Your objective => Can you recast every line of the rows below as a Markdown table with the columns "No." and "Line," numbering each line in order and leaving out blank lines?

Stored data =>
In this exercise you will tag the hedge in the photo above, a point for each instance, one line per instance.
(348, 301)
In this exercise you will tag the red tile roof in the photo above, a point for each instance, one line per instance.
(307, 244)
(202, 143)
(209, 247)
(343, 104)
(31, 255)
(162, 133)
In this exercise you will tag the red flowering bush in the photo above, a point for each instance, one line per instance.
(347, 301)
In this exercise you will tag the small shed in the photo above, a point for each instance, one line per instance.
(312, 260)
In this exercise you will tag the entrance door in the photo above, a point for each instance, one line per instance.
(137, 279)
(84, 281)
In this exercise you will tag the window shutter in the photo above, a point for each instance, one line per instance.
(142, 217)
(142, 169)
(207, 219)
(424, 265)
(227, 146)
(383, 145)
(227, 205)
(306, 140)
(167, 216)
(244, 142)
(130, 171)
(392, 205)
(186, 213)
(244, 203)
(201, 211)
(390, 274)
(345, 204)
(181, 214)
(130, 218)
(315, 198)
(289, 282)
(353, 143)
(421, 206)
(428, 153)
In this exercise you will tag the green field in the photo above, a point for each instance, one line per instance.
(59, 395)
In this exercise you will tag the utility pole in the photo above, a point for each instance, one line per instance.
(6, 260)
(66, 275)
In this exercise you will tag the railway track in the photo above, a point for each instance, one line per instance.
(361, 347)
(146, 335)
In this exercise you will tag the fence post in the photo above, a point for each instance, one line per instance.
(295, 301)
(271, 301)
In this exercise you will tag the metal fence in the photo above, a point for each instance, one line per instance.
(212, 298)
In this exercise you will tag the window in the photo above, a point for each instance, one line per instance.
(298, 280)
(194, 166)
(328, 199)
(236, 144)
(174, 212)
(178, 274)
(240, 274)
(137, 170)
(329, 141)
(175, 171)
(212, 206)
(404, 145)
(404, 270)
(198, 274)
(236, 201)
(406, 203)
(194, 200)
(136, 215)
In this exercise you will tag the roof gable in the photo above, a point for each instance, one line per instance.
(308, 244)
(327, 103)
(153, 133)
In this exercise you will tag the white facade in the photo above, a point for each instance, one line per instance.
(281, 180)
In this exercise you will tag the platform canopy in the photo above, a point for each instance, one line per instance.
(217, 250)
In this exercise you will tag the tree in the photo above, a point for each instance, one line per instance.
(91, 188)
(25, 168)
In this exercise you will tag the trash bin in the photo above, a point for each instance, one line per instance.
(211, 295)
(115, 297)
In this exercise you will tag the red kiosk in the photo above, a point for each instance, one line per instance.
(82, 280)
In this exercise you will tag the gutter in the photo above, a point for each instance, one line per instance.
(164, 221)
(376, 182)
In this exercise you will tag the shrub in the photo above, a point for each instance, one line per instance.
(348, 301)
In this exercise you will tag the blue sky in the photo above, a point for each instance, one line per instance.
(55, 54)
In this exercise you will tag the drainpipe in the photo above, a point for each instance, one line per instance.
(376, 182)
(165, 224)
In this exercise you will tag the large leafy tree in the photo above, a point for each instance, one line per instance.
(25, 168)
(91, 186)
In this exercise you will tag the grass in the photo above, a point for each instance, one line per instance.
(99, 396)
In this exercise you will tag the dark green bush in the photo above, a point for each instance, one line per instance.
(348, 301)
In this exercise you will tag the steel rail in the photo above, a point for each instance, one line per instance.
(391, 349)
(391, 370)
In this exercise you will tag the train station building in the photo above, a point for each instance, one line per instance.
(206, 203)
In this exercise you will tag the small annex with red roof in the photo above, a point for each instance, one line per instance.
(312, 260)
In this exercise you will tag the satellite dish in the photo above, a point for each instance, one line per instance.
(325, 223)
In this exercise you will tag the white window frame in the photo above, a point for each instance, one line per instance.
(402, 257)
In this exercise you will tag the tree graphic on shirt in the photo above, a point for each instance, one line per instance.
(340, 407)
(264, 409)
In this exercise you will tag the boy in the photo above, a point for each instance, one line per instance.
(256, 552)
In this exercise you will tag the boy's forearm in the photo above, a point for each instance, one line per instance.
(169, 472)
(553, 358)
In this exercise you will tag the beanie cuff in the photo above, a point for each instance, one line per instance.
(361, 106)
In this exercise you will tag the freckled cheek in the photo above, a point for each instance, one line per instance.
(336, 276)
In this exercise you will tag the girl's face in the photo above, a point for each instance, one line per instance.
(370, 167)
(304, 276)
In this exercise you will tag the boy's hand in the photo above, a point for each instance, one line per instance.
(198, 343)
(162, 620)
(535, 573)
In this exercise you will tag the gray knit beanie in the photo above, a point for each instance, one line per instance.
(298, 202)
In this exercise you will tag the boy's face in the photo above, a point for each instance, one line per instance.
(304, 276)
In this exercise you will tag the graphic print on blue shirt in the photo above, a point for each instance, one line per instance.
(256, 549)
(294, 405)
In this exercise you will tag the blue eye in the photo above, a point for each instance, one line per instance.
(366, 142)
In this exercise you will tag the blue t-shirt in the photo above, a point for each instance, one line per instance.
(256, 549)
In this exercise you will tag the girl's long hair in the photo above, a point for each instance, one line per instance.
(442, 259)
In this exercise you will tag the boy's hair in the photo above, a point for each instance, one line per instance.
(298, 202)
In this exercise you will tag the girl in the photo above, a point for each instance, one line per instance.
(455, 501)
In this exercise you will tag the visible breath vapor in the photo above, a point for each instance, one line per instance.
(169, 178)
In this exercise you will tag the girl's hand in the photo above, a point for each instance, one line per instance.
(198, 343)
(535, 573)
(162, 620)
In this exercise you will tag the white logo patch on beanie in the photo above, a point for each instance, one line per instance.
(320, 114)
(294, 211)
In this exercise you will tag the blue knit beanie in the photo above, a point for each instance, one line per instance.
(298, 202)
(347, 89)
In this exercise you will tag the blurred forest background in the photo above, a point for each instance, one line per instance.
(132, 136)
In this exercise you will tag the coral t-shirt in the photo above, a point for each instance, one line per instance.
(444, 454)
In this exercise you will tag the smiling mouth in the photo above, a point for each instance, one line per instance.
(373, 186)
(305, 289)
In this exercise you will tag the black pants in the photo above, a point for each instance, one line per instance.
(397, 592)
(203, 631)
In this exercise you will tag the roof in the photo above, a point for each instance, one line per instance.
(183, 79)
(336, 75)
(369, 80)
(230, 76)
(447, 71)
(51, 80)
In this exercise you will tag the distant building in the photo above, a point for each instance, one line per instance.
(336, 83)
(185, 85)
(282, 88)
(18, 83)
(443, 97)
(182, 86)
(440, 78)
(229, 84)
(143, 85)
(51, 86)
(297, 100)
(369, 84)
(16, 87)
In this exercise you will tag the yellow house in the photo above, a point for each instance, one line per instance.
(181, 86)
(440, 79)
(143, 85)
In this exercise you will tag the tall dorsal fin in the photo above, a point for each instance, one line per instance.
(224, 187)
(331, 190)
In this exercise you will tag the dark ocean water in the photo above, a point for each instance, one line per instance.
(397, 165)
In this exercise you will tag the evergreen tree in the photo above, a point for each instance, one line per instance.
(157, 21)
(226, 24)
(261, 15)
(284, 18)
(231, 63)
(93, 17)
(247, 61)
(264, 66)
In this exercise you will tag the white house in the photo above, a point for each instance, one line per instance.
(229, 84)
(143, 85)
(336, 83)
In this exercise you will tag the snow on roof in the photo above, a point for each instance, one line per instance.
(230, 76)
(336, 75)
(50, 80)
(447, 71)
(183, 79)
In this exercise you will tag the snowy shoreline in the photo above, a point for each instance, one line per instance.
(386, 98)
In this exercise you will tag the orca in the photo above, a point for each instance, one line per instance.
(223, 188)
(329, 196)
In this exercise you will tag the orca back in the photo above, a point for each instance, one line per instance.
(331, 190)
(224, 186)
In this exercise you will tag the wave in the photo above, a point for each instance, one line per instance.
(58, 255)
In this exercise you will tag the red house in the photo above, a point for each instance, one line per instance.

Task response =>
| No. | Line |
|---|---|
| 1 | In this exercise you will tag the hedge in the photo above, a point for each instance, one line per instance. |
| 2 | (348, 301) |
| 3 | In this exercise you will tag the red tile roof in the photo above, a point for each instance, one line per instance. |
| 4 | (307, 244) |
| 5 | (202, 143) |
| 6 | (209, 247) |
| 7 | (343, 104) |
| 8 | (31, 255) |
| 9 | (162, 133) |
| 10 | In this exercise you will tag the red flowering bush in the photo above, a point for each instance, one line per instance. |
| 11 | (347, 301) |
| 12 | In this exercise you will tag the small shed in the photo above, a point for each instance, one line per instance. |
| 13 | (312, 260) |
| 14 | In this exercise you will tag the entrance door in the photo above, a point for each instance, one line per instance. |
| 15 | (137, 279) |
| 16 | (84, 281) |
| 17 | In this exercise you will tag the window shutter in the photo above, a point for each instance, one line per instance. |
| 18 | (142, 217) |
| 19 | (142, 169) |
| 20 | (207, 219) |
| 21 | (424, 265) |
| 22 | (227, 146) |
| 23 | (383, 145) |
| 24 | (227, 205) |
| 25 | (306, 140) |
| 26 | (167, 216) |
| 27 | (244, 142) |
| 28 | (130, 171) |
| 29 | (392, 205) |
| 30 | (186, 213) |
| 31 | (244, 203) |
| 32 | (201, 211) |
| 33 | (390, 274) |
| 34 | (345, 204) |
| 35 | (181, 214) |
| 36 | (130, 218) |
| 37 | (315, 198) |
| 38 | (289, 282) |
| 39 | (353, 143) |
| 40 | (421, 206) |
| 41 | (428, 153) |
| 42 | In this exercise you will tag the green field in the photo above, a point for each instance, one line per instance. |
| 43 | (59, 395) |
| 44 | In this exercise you will tag the utility pole in the photo above, a point for each instance, one line per instance. |
| 45 | (6, 260) |
| 46 | (66, 275) |
| 47 | In this exercise you will tag the railway track in the photo above, a point for each instance, one line per instance. |
| 48 | (361, 347) |
| 49 | (146, 335) |
| 50 | In this exercise you will tag the fence post in the photo above, a point for each instance, one line per instance. |
| 51 | (295, 301) |
| 52 | (271, 301) |
| 53 | In this exercise you will tag the metal fence in the photo above, a point for each instance, one line per instance. |
| 54 | (212, 298) |
| 55 | In this exercise you will tag the window in the photo above, a point for each instance, one line per instance. |
| 56 | (298, 280) |
| 57 | (194, 166) |
| 58 | (328, 199) |
| 59 | (236, 144) |
| 60 | (174, 212) |
| 61 | (178, 274) |
| 62 | (240, 274) |
| 63 | (137, 170) |
| 64 | (329, 141) |
| 65 | (175, 171) |
| 66 | (212, 206) |
| 67 | (404, 145) |
| 68 | (404, 270) |
| 69 | (198, 274) |
| 70 | (236, 201) |
| 71 | (406, 203) |
| 72 | (194, 200) |
| 73 | (136, 215) |
| 74 | In this exercise you will tag the roof gable in the photo above, a point for each instance, one line per instance. |
| 75 | (308, 244) |
| 76 | (327, 103) |
| 77 | (153, 133) |
| 78 | In this exercise you will tag the white facade in the photo above, a point for each instance, one line per instance. |
| 79 | (281, 180) |
| 80 | In this exercise you will tag the platform canopy in the photo above, a point for each instance, one line per instance. |
| 81 | (217, 250) |
| 82 | In this exercise you will tag the tree in the photo above, a point for each instance, one line per instance. |
| 83 | (91, 188) |
| 84 | (25, 168) |
| 85 | In this exercise you will tag the trash bin in the photo above, a point for each instance, one line per instance. |
| 86 | (211, 295) |
| 87 | (115, 297) |
| 88 | In this exercise you will tag the red kiosk in the photo above, a point for each instance, one line per instance. |
| 89 | (82, 280) |
| 90 | In this exercise you will tag the gutter in the photo above, a point for each instance, one line per instance. |
| 91 | (164, 221) |
| 92 | (376, 182) |
| 93 | In this exercise you will tag the shrub in the photo above, a point for each instance, one line per instance. |
| 94 | (348, 301) |
| 95 | In this exercise you will tag the blue sky in the photo above, a point for each instance, one line per instance. |
| 96 | (55, 54) |
| 97 | In this exercise you will tag the drainpipe in the photo above, a point for each instance, one line per instance. |
| 98 | (376, 182) |
| 99 | (165, 224) |
| 100 | In this exercise you will tag the large leafy tree in the photo above, a point for each instance, one line per instance. |
| 101 | (25, 168) |
| 102 | (91, 186) |
| 103 | In this exercise you will tag the grass in the photo above, a point for each instance, one line per instance. |
| 104 | (99, 396) |
| 105 | In this exercise you will tag the dark green bush in the photo above, a point for each instance, one line per instance. |
| 106 | (348, 301) |
| 107 | In this exercise you will tag the steel rail in the photo above, a point for each instance, one line per instance. |
| 108 | (391, 349) |
| 109 | (391, 370) |
| 110 | In this exercise you will tag the train station building in the photo above, a point for each instance, one line per instance. |
| 111 | (206, 203) |
| 112 | In this exercise you will tag the small annex with red roof in the photo above, a point for each instance, one line per instance. |
| 113 | (312, 260) |
| 114 | In this exercise you will tag the satellite dish in the photo above, a point for each instance, one line per instance. |
| 115 | (325, 223) |
| 116 | In this exercise you will tag the white window frame in the photo above, a point for each instance, one line per instance. |
| 117 | (402, 257) |
| 118 | In this exercise you will tag the tree graphic on shirt in the photo above, a point for each instance, one line per instance. |
| 119 | (340, 407) |
| 120 | (264, 409) |
| 121 | In this exercise you will tag the boy in the photo above, a point for each instance, one line per instance. |
| 122 | (256, 552) |
| 123 | In this exercise you will tag the boy's forearm in the photo above, a point for each instance, one line per instance. |
| 124 | (169, 472) |
| 125 | (553, 358) |
| 126 | In this exercise you will tag the beanie cuff in the photo above, a point for each instance, one line per instance. |
| 127 | (361, 106) |
| 128 | In this exercise you will tag the freckled cheek in the photo above, a point for each instance, one line per instance. |
| 129 | (336, 276) |
| 130 | In this exercise you will tag the girl's face in the photo above, a point for each instance, one line per instance. |
| 131 | (370, 167) |
| 132 | (304, 276) |
| 133 | In this exercise you will tag the boy's hand in the photo above, a point for each instance, one line per instance. |
| 134 | (198, 343) |
| 135 | (162, 620) |
| 136 | (535, 573) |
| 137 | In this exercise you will tag the gray knit beanie in the photo above, a point for each instance, one line per instance. |
| 138 | (298, 202) |
| 139 | In this exercise you will tag the boy's face in the photo above, a point for each instance, one line per instance. |
| 140 | (304, 276) |
| 141 | In this exercise you will tag the graphic print on blue shirt in the photo above, a point for each instance, one line per instance. |
| 142 | (256, 549) |
| 143 | (294, 405) |
| 144 | In this exercise you will tag the blue eye in the photo above, a point for each instance, one line per instance. |
| 145 | (366, 142) |
| 146 | In this exercise you will tag the blue t-shirt in the photo above, a point for each instance, one line per instance. |
| 147 | (256, 549) |
| 148 | In this exercise you will tag the girl's long hair in the photo above, a point for each instance, one line per instance. |
| 149 | (442, 259) |
| 150 | In this exercise you will tag the boy's hair in the photo above, a point for each instance, one line per instance. |
| 151 | (298, 202) |
| 152 | In this exercise you will tag the girl in the photo above, a point for each instance, one line per instance. |
| 153 | (455, 501) |
| 154 | In this exercise you will tag the visible breath vapor in the photo above, a point for each instance, one line per instance. |
| 155 | (169, 178) |
| 156 | In this exercise you will tag the girl's hand in the photo above, a point for each instance, one line per instance. |
| 157 | (198, 343) |
| 158 | (535, 573) |
| 159 | (162, 620) |
| 160 | In this exercise you will tag the white logo patch on beanie in the photo above, a point for each instance, one line per instance. |
| 161 | (320, 114) |
| 162 | (294, 211) |
| 163 | In this exercise you will tag the blue knit beanie in the photo above, a point for each instance, one line per instance. |
| 164 | (298, 202) |
| 165 | (347, 89) |
| 166 | In this exercise you will tag the blurred forest background in the photo above, a point for each instance, one line per instance. |
| 167 | (132, 136) |
| 168 | In this exercise you will tag the coral t-shirt in the photo above, a point for each instance, one line per instance. |
| 169 | (444, 454) |
| 170 | In this exercise you will tag the smiling mouth in the photo above, a point for each instance, one line per instance. |
| 171 | (373, 186) |
| 172 | (305, 289) |
| 173 | In this exercise you will tag the black pants in the photo above, a point for each instance, one line per instance. |
| 174 | (397, 592) |
| 175 | (203, 631) |
| 176 | In this exercise you will tag the roof in the photo above, a point for each instance, one line per instance. |
| 177 | (183, 79) |
| 178 | (336, 75) |
| 179 | (369, 80) |
| 180 | (230, 76) |
| 181 | (447, 71) |
| 182 | (51, 80) |
| 183 | In this exercise you will tag the distant building in the photo above, a point for each instance, one line per instance. |
| 184 | (336, 83) |
| 185 | (185, 85) |
| 186 | (282, 88) |
| 187 | (18, 83) |
| 188 | (443, 97) |
| 189 | (182, 86) |
| 190 | (440, 78) |
| 191 | (229, 84) |
| 192 | (143, 85) |
| 193 | (51, 86) |
| 194 | (297, 100) |
| 195 | (369, 84) |
| 196 | (16, 87) |
| 197 | In this exercise you will tag the yellow house in the photo above, a point for each instance, one line per instance. |
| 198 | (181, 86) |
| 199 | (440, 79) |
| 200 | (143, 85) |
| 201 | In this exercise you will tag the tall dorsal fin in the photo above, a point for each instance, one line per instance. |
| 202 | (224, 187) |
| 203 | (331, 190) |
| 204 | In this exercise you will tag the dark ocean water in the photo above, a point for each instance, one line per instance. |
| 205 | (397, 165) |
| 206 | In this exercise you will tag the evergreen tree in the photo above, a point for each instance, one line per instance. |
| 207 | (157, 21) |
| 208 | (226, 24) |
| 209 | (261, 15) |
| 210 | (284, 18) |
| 211 | (231, 63) |
| 212 | (93, 17) |
| 213 | (247, 61) |
| 214 | (264, 66) |
| 215 | In this exercise you will tag the white house in the photo above, a point for each instance, one line per instance. |
| 216 | (229, 84) |
| 217 | (143, 85) |
| 218 | (336, 83) |
| 219 | In this exercise you will tag the snow on roof in the photo above, a point for each instance, one line per instance. |
| 220 | (230, 76) |
| 221 | (336, 75) |
| 222 | (50, 80) |
| 223 | (447, 71) |
| 224 | (183, 79) |
| 225 | In this exercise you will tag the snowy shoreline in the photo above, a point for each instance, one line per instance. |
| 226 | (386, 98) |
| 227 | In this exercise you will tag the orca in the photo above, a point for each instance, one line per instance. |
| 228 | (223, 188) |
| 229 | (329, 196) |
| 230 | In this exercise you will tag the orca back in the photo above, a point for each instance, one line per instance. |
| 231 | (331, 190) |
| 232 | (224, 186) |
| 233 | In this exercise you will tag the wave in the photo above, a point for each instance, one line per instance. |
| 234 | (58, 255) |
| 235 | In this exercise you will tag the red house in the photo above, a point for each instance, one line per instance. |